** Opening Document passage block **

The prion-like properties of assembled human alpha-synuclein
The pathological hallmark of many age-related neurodegenerative diseases is the presence of proteinaceous inclusions in nerve cells and glial cells. Alpha-synuclein is the main component of the inclusions of Parkinson’s disease, dementia with Lewy bodies and multiple system atrophy, as well as of rarer diseases, collectively called synucleinopathies. For a long time, it was widely believed that neurodegenerative diseases were cell-autonomous; however, a more recent hypothesis has suggested that some misfolded proteins resemble prions. Thus, aggregated alpha-synuclein shares features of PrPSc, the scrapie form of the prion protein.
The aim of this thesis was to further characterize the prion-like properties of aggregated alpha-synuclein by studying the pathways of seeded aggregation, and to identify the species of alpha-synuclein responsible. I present evidence, using a HEK 293T cell model, that filamentous protein was the most seed-potent form of alpha-synuclein. Recombinant aggregated protein, aggregated alpha-synuclein from mice transgenic for A53T alpha-synuclein, as well as alpha-synuclein aggregates from Parkinson’s disease and multiple system atrophy brains, seeded aggregation.

** Closing Document passage block **
** Opening Supplied entries block **

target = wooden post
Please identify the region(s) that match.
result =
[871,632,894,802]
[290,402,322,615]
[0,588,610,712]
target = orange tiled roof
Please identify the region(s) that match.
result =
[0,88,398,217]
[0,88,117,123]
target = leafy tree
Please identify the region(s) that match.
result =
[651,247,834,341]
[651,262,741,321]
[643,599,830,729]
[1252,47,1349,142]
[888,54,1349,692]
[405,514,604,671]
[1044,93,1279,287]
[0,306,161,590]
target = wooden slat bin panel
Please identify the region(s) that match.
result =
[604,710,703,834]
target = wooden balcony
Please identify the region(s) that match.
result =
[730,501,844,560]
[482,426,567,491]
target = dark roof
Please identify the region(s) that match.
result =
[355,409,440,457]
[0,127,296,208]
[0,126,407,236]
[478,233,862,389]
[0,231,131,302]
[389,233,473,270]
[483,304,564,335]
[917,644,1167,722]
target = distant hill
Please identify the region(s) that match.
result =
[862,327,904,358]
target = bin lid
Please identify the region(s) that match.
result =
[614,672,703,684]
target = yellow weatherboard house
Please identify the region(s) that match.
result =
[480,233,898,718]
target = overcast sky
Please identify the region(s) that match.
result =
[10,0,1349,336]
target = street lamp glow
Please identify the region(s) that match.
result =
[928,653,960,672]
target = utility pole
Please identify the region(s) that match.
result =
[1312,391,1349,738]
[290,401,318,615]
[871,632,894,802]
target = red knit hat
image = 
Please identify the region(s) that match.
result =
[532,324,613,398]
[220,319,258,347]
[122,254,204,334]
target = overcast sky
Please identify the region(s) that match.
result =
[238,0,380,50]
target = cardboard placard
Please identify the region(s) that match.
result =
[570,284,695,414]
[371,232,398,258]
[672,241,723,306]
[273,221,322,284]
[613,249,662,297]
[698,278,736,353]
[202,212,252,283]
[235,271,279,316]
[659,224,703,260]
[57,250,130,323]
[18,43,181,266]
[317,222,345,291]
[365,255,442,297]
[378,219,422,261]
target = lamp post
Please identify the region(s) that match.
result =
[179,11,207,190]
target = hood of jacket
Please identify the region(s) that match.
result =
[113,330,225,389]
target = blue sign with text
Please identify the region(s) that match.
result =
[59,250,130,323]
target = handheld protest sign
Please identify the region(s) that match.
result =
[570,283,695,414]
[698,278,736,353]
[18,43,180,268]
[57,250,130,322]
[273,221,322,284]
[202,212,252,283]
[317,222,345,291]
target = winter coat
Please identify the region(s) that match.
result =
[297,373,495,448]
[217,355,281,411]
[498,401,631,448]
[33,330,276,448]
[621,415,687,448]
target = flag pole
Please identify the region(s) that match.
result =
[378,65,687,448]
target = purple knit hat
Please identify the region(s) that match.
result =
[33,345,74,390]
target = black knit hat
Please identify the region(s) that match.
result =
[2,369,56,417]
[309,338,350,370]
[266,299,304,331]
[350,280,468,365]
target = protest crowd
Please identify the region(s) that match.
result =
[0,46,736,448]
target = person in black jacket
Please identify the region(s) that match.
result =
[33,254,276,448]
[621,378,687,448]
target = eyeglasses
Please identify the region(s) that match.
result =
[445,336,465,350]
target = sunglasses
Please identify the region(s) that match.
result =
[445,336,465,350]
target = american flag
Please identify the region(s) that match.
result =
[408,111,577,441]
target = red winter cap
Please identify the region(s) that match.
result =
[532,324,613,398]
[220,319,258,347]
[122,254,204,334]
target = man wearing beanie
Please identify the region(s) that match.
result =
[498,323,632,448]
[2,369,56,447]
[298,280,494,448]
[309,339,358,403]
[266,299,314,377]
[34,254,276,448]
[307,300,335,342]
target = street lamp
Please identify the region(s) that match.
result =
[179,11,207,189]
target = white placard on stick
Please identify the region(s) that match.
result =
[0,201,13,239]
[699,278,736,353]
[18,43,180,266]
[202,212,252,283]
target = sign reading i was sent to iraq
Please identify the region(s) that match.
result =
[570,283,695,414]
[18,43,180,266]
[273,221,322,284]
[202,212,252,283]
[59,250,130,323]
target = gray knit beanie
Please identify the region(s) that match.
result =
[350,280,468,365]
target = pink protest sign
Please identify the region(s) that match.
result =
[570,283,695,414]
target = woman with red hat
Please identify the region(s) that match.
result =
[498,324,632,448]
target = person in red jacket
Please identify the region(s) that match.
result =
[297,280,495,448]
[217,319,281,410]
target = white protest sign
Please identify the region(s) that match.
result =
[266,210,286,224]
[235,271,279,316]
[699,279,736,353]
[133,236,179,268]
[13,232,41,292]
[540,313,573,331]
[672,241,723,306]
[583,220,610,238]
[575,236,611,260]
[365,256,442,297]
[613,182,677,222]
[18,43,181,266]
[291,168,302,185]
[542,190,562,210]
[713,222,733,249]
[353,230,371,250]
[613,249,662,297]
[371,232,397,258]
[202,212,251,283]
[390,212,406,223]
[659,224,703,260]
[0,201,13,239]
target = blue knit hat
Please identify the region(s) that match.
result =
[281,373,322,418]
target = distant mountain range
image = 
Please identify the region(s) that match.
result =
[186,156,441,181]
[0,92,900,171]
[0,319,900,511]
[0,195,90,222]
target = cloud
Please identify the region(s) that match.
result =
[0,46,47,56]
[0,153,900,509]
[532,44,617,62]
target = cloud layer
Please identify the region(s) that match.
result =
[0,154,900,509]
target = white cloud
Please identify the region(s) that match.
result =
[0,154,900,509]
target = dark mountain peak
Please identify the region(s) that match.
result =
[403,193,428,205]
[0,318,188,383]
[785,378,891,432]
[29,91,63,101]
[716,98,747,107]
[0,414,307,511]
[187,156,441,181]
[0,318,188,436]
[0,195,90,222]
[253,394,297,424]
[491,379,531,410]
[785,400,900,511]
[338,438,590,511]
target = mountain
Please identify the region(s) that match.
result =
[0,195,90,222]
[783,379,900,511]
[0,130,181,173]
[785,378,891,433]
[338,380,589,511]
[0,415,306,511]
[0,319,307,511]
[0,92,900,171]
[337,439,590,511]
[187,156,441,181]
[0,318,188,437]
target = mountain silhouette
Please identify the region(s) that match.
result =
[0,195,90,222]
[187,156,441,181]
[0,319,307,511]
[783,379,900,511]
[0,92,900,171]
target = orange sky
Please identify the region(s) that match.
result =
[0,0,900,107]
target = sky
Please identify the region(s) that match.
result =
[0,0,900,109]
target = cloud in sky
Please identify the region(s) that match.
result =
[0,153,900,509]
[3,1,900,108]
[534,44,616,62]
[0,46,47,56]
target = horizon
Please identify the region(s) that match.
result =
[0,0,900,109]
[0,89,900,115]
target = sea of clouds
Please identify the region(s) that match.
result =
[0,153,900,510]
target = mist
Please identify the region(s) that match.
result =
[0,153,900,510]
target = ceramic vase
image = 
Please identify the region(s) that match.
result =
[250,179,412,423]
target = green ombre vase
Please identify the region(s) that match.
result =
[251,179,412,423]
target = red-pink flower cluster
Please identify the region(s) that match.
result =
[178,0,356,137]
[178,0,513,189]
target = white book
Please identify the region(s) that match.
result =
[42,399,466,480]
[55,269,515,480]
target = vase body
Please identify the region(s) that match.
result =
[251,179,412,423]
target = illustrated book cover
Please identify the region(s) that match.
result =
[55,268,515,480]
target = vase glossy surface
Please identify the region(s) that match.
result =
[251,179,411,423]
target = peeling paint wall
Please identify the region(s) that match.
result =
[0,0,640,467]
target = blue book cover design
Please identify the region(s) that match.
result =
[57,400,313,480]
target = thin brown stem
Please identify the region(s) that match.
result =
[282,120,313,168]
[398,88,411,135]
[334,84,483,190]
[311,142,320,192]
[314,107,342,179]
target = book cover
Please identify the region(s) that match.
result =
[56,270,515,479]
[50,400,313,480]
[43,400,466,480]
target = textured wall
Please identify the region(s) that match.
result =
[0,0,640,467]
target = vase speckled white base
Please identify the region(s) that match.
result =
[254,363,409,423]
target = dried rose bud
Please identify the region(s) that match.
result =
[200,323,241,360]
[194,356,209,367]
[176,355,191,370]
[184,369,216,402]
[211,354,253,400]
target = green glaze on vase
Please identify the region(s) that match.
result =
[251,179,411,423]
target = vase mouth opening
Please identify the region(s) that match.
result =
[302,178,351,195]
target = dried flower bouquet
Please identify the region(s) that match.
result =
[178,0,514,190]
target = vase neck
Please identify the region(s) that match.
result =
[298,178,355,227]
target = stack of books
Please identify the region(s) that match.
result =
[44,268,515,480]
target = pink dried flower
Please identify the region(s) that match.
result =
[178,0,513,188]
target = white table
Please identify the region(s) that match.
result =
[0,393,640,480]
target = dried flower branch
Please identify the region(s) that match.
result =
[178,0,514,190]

** Closing Supplied entries block **

Work request: Carry on the thesis abstract on the prion-like properties of alpha-synuclein, beginning right after its last sentence.

Response below:
The mechanisms of alpha-synuclein internalization and intracellular trafficking, and how these processes affect seeded aggregation, are not fully understood. I showed that internalization of alpha-synuclein aggregates occurs through clathrin- and dynamin-independent, Cdc42-, actin- and PI3K-dependent endocytosis. Alpha-synuclein aggregates are trafficked to the endolysosomal pathway; a small fraction of lysosomes ruptures, which induces aggregation of expressed cytoplasmic alpha-synuclein, and disruption of autophagy, which in turn enhances seeded aggregation.
These findings expand knowledge of the prion-like properties of assembled alpha-synuclein and identify novel mechanisms with therapeutic potential.